Task objective – The response should be an exact copy of every record.

Records contained in a dataset

┄┄┄┄┄┄

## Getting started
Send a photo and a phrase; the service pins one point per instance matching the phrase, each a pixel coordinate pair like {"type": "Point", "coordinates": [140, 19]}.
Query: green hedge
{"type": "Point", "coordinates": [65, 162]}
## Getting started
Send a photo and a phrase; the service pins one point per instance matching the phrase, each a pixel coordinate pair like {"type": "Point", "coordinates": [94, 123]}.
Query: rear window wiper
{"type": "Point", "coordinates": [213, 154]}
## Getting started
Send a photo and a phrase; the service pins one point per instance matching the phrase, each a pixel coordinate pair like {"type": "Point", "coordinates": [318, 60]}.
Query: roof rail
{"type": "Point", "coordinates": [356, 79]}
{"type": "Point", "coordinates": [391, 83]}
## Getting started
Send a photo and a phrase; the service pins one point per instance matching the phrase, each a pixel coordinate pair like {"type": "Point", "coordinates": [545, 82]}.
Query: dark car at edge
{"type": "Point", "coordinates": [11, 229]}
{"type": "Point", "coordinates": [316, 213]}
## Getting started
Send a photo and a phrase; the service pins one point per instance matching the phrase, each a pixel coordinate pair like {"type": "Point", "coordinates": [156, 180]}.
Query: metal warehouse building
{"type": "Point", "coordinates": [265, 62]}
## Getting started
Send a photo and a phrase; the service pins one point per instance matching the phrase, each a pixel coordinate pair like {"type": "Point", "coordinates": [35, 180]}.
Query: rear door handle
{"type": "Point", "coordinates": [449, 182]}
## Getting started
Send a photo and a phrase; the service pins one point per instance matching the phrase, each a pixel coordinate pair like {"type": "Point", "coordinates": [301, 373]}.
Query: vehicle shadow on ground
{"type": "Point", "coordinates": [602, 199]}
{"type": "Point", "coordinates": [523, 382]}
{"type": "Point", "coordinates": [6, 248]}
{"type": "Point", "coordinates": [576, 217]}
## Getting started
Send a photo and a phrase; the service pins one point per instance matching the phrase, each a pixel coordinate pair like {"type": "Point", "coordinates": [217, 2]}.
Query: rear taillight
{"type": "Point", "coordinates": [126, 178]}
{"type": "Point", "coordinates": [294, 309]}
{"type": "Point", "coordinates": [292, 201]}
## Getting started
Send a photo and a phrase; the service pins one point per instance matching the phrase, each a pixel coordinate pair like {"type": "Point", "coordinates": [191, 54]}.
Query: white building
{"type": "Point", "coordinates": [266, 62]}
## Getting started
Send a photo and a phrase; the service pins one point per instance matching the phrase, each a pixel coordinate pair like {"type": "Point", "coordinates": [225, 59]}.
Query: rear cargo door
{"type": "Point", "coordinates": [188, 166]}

┄┄┄┄┄┄

Result of the exercise –
## Getting started
Send a photo and a phrase; the service pins one point per instance matching the phrase, each a pixel coordinate pair like {"type": "Point", "coordinates": [140, 19]}.
Query: green hedge
{"type": "Point", "coordinates": [65, 162]}
## Getting started
Send a photo and a phrase; the service pins one point per instance matching the phrase, each a pixel coordinate pair like {"type": "Point", "coordinates": [94, 123]}.
Query: rear window wiper
{"type": "Point", "coordinates": [213, 154]}
## Getting started
Send a photo and a phrase; the service pins one point per instance matching the phrase, each a pixel coordinate pair like {"type": "Point", "coordinates": [318, 60]}.
Query: roof rail
{"type": "Point", "coordinates": [356, 79]}
{"type": "Point", "coordinates": [391, 83]}
## Getting started
Send a photo and a phrase; the service pins one point per instance matching the phrase, each a pixel coordinate pair like {"type": "Point", "coordinates": [545, 82]}.
Query: dark car at edge
{"type": "Point", "coordinates": [11, 229]}
{"type": "Point", "coordinates": [316, 213]}
## Getting started
Send a photo and a phrase; the service pins one point per instance matching the phrase, each a pixel coordinate pair like {"type": "Point", "coordinates": [156, 180]}.
Query: metal warehouse building
{"type": "Point", "coordinates": [265, 62]}
## Getting started
Send a photo and a phrase; the service pins one point per instance matching the phrase, each a pixel coordinate pair like {"type": "Point", "coordinates": [35, 180]}.
Query: rear door handle
{"type": "Point", "coordinates": [449, 182]}
## Getting started
Send a photo and a phrase; the service pins one point per instance matching the phrase, each a pixel coordinate pair like {"type": "Point", "coordinates": [301, 373]}.
Query: vehicle shadow on ground
{"type": "Point", "coordinates": [602, 199]}
{"type": "Point", "coordinates": [523, 382]}
{"type": "Point", "coordinates": [6, 248]}
{"type": "Point", "coordinates": [576, 217]}
## Getting started
Send a photo and a phrase; the service pins one point per instance matching the phrase, each a pixel coordinate pair like {"type": "Point", "coordinates": [217, 2]}.
Query: rear taillight
{"type": "Point", "coordinates": [126, 178]}
{"type": "Point", "coordinates": [294, 309]}
{"type": "Point", "coordinates": [292, 201]}
## Getting started
Send a photo and a phrase; the service pins one point per instance matching the phrase, each a pixel coordinate pair like {"type": "Point", "coordinates": [191, 54]}.
Query: white building
{"type": "Point", "coordinates": [266, 62]}
## Getting started
Send a photo and a phrase; the service pins one point per instance matching the phrase, each a pixel coordinate pair like {"type": "Point", "coordinates": [225, 59]}.
Query: rear cargo door
{"type": "Point", "coordinates": [188, 166]}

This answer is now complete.